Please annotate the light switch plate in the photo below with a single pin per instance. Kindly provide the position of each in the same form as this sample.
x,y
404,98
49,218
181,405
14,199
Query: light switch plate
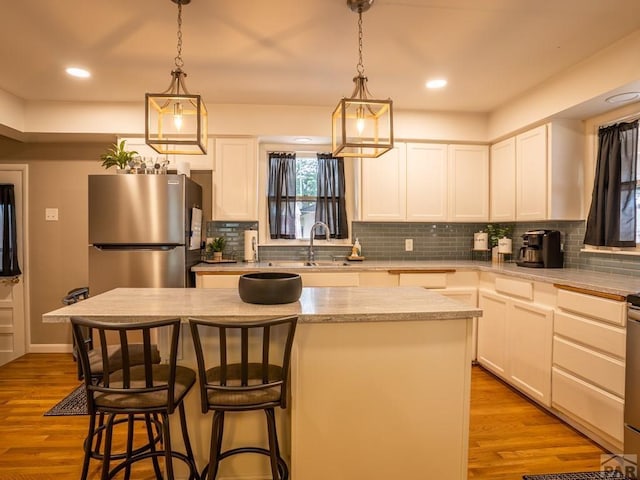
::::
Only lines with the word "plate" are wanted. Find and copy them from the records above.

Please annotate the light switch plate in the photo below with a single pin per instance. Kindly provide the position of each in the same form as this sample.
Query: light switch plate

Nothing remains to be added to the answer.